● Excerpt
>>>>>

Templepeter INDEX

Carlow County - Ireland Genealogical Projects (IGP TM)

Old Parish of Templepeter
Land Ownership
County Carlow

Land Ownership

The McMurrough Kavanagh's, one-time King of Ireland and Leinster, brought the Normans to Ireland, although an invitation was hardly necessary! They spent the following four centuries in sporadic battles with the armies of a succession of British Monarchs, and until the latter half of the 16th Century, they were formidable power brokers in the Irish political arena.

In the vicinity of Templepeter parish the Kavanaghs held castle strongholds at Graiguenaspidogue, Ballyloo, and Castletown, and according to Victor Hadden, an authority on the castles of Co. Carlow "the Ballyloo sept of the Kavanaghs had its seat in Ballinacarrig to the North and the River Burren formed the northern boundary of the Kavanagh country.".

The O'Nolans were local chieftains in this area and on 16th February 1395, Donald O’Nolan, a captain of his sept, accompanied Art McMurrough to Ballygorey in Grangeford parish, where a peace treaty was signed with the Earl of Nottingham, an envoy of King Richard 11, whose attempt at a total conquest of Ireland failed. During the 16th century the Tudors took a more firm political grip on the country and in the aftermath of the Cromwellian invasion, almost 90 per cent of the land of Ireland was owned by landlords of British origins.

A branch of the O'Nolans lost their lands during Cromwellian rule, and were resettled in Co. Galway. According to Prof. T. P. O'Neill, the Nationalist M .P. Col. John P. Nolan, who was elected for Galway North in 1885, was a direct descendent of the Carlow branch of the O'Nolans. He was subsequently re-elected in 1886, 1892, and 1900. He did not seek re-election in the election of 1906. In the late 1500s, Graiguenaspidogue became a seat of the Butlers, while about the same time a considerable number of local estates, including the civil parish of Templepeter, were in the possession of the Eustaces.

<<<<<

Phrase grounding data
>>>>>

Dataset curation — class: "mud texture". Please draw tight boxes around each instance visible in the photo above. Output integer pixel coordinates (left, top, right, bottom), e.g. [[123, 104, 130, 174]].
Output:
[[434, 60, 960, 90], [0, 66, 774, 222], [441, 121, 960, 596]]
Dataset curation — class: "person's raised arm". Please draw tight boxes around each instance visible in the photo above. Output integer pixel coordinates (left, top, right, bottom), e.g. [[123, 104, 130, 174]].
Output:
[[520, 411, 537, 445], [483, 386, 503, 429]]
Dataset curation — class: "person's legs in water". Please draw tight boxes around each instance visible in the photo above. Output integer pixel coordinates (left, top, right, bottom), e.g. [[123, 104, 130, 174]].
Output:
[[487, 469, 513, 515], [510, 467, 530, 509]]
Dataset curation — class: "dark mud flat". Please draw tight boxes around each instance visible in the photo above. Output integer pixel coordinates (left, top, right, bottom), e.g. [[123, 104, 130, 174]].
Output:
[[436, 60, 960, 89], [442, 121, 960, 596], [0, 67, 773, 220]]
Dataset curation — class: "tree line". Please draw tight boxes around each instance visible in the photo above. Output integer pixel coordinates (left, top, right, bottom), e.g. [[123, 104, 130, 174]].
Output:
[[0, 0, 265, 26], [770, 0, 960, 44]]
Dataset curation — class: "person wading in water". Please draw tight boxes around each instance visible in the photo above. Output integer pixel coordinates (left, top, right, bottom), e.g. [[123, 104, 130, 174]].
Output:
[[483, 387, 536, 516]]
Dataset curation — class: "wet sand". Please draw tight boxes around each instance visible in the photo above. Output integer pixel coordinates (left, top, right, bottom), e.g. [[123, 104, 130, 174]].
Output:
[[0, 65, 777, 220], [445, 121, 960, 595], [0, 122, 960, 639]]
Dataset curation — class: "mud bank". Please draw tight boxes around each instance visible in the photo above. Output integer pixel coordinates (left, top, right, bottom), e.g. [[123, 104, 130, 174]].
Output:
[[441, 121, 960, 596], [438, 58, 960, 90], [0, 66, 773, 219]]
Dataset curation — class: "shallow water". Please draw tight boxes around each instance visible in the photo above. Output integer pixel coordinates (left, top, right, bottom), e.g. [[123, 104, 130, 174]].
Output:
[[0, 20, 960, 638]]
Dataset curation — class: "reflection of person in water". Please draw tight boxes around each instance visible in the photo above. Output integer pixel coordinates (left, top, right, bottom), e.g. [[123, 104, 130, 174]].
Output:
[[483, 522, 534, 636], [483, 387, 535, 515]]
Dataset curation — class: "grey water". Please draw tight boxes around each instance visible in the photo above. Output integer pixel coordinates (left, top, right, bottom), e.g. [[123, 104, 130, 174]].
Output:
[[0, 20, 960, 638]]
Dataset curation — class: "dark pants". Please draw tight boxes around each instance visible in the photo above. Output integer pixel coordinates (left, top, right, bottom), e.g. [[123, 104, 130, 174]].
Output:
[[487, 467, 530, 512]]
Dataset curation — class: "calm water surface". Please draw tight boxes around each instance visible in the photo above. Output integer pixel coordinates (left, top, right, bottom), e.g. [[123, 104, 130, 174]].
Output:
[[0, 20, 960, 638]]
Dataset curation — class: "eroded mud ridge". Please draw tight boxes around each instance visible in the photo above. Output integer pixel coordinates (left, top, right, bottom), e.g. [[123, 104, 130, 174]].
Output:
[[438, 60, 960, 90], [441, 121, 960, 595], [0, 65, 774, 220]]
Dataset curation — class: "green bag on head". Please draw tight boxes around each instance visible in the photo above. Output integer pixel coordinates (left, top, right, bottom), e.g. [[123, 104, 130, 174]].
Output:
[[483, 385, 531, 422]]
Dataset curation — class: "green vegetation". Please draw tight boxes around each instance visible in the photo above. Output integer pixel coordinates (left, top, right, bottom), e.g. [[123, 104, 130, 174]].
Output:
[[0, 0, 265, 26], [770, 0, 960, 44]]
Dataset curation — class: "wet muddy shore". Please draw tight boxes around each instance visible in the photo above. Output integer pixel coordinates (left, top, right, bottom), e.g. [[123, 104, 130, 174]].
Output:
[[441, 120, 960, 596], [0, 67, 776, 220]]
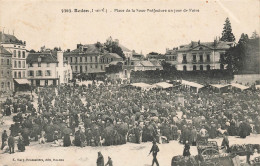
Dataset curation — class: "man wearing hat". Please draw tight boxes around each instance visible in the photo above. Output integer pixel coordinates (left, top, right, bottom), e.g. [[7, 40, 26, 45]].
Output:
[[1, 130, 8, 150], [105, 156, 113, 166], [149, 140, 159, 166], [97, 152, 104, 166]]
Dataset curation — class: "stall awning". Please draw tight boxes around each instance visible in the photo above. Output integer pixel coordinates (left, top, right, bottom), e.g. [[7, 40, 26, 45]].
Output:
[[153, 82, 173, 89], [210, 84, 230, 89], [14, 79, 30, 85], [131, 82, 153, 89], [181, 80, 204, 89], [231, 83, 250, 90]]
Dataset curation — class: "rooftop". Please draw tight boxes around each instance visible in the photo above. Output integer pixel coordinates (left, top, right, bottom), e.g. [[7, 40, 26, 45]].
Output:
[[178, 41, 234, 51], [0, 46, 12, 56], [26, 53, 58, 63], [0, 32, 25, 45]]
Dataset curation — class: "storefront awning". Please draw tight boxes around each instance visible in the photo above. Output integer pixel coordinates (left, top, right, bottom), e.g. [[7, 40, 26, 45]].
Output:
[[14, 79, 30, 85]]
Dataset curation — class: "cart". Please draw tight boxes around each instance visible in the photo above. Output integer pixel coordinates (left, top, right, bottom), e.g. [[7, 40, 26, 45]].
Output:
[[197, 141, 219, 156]]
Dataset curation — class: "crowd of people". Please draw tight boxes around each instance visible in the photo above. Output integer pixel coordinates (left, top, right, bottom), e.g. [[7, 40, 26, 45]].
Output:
[[1, 83, 260, 153]]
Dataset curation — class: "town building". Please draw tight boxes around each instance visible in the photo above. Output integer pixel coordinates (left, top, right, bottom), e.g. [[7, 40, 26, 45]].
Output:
[[176, 40, 234, 71], [0, 46, 13, 96], [64, 44, 123, 75], [26, 51, 72, 86], [241, 37, 260, 74], [115, 39, 133, 59], [146, 52, 166, 62], [120, 58, 163, 79], [0, 32, 28, 79], [165, 47, 178, 66]]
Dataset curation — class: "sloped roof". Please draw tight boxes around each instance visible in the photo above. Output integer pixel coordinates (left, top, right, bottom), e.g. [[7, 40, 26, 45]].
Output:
[[140, 61, 154, 67], [26, 53, 58, 63], [181, 80, 204, 89], [64, 44, 101, 55], [109, 61, 123, 65], [0, 46, 12, 55], [150, 60, 161, 67], [118, 44, 131, 52], [177, 41, 233, 51], [210, 84, 230, 89], [231, 83, 250, 90], [0, 32, 23, 44], [103, 53, 123, 59]]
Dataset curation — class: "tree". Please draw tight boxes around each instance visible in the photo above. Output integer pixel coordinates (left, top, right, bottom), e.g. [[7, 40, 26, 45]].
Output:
[[104, 36, 125, 59], [220, 18, 235, 42], [29, 49, 36, 53], [224, 33, 249, 73], [250, 31, 259, 39]]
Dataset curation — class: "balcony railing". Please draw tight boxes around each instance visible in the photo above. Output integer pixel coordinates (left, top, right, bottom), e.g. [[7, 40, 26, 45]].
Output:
[[198, 59, 204, 63], [192, 59, 197, 64], [182, 60, 187, 64]]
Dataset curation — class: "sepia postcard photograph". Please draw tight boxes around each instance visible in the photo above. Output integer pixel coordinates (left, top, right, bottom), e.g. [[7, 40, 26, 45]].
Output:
[[0, 0, 260, 166]]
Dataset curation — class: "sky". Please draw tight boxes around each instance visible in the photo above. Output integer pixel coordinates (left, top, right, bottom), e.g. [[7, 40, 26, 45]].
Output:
[[0, 0, 260, 54]]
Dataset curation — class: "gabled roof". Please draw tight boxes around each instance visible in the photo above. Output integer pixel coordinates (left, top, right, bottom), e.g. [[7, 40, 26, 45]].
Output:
[[140, 61, 154, 67], [0, 32, 24, 44], [177, 41, 234, 52], [118, 44, 131, 52], [26, 53, 58, 63], [150, 60, 162, 67], [102, 53, 123, 60], [64, 44, 101, 55], [0, 46, 12, 56]]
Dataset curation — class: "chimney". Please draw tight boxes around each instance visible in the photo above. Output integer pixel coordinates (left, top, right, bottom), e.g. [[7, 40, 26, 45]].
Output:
[[115, 39, 119, 45], [214, 37, 218, 47], [77, 44, 82, 49], [57, 51, 63, 67]]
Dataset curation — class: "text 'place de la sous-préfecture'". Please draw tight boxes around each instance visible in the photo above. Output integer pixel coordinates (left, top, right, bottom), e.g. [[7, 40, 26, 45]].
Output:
[[68, 8, 200, 13], [114, 9, 199, 13]]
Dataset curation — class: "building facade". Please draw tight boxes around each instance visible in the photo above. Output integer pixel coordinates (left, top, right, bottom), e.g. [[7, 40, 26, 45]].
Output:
[[115, 39, 133, 59], [173, 40, 234, 71], [0, 32, 28, 79], [0, 46, 13, 95], [165, 47, 178, 66], [64, 44, 123, 74], [64, 44, 105, 74], [26, 51, 72, 86], [26, 53, 59, 86]]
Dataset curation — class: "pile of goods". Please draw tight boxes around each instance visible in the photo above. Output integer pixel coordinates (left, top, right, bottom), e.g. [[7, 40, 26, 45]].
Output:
[[171, 155, 199, 166], [197, 141, 218, 154]]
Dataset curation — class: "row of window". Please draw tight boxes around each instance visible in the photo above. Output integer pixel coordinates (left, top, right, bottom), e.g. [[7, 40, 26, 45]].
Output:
[[182, 54, 210, 62], [71, 65, 104, 72], [28, 70, 51, 77], [13, 50, 25, 58], [14, 71, 25, 78], [28, 62, 52, 68], [13, 61, 25, 68], [65, 56, 98, 63], [1, 82, 11, 90], [167, 56, 177, 61], [1, 58, 11, 65], [0, 70, 12, 77], [183, 64, 224, 71]]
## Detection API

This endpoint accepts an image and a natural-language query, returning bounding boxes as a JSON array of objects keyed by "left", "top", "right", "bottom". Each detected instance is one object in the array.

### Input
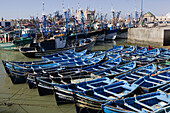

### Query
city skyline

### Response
[{"left": 0, "top": 0, "right": 170, "bottom": 19}]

<<<<<

● Work required
Carry on the Templepeter land ownership history from its last sentence.

● Answer section
Some of these lands were leased from the Butlers. Edmund of Kilnock, born in 1510, was the youngest son of the 1st Viscount Baltinglass. In 1584 there was a second Edmund Eustace of Kilnock, whose son Oliver had leases on Ballynunnery and Castlemore in 1604, from the Butlers. Kilnock was the only County Carlow land of Oliver Eustace not forfeited during the 1580s. His other lands had been granted to him in 1541 from the Bahinglass Abbey lands. His wife Mary, co-heiress of Sir John Travers, also lost her Carlow lands formerly owned by the Knights Hospitallers of Killerig, but she regained possession of these estates through the efforts of her second husband, Sir Gerald Alymer.

The Eustaces a Catholic family of Norman origin fought with King James at the battle of the Boyne, and as a result, Francis Eustace of Castlemore and Oliver of Ballynunnery lost their estates of more than 6,000 acres. But following claims at Chinchester House in 1703, they regained most of the property, which included- Castlemore, Rathbawn, Ballycarragh, Ballynunnery, Kilcoole, Gilbertstown, Bendenstown, Garreenleen, Kilnock, Ballyveal, Knockendrum, parts of Kilgaran (Janeville), Kilmaglush, Turtane, Ullard More and Beg, Ballykeenan, Kilmurry, Cloneen, Boherduff and Agha.

In 1852 when Griffiths Primary Valuation of Tenements was prepared, two landlords, William Garrett of Janeville (405 acres) and Pilsworth Whelan of Rathglass (270 acres) were in control of three-quarters of the parish of Templepeter. There were 45 separate holdings, most with houses, ranging from 32 perches to 228 acres, with an annual valuation of £915. (See details of Griffiths valuation Parish of Templepeter)

James Garrett, born 1676, was the first of the family to live at Kilgaran. His father, Capt. John Garrett, was one of five brothers, all of whom served in the army of Oliver Cromwell. They descended from Sir William Garrett, who was Lord Mayor of London in 1555. Capt. John Garrett got a grant of land in Laois and it appears his son came to Kilgaran sometime around 1700. The William Garrett referred to in Griffiths valuation appears to have been the last of the family to live in Kilgaran, because they are not listed as land owners there in 1876.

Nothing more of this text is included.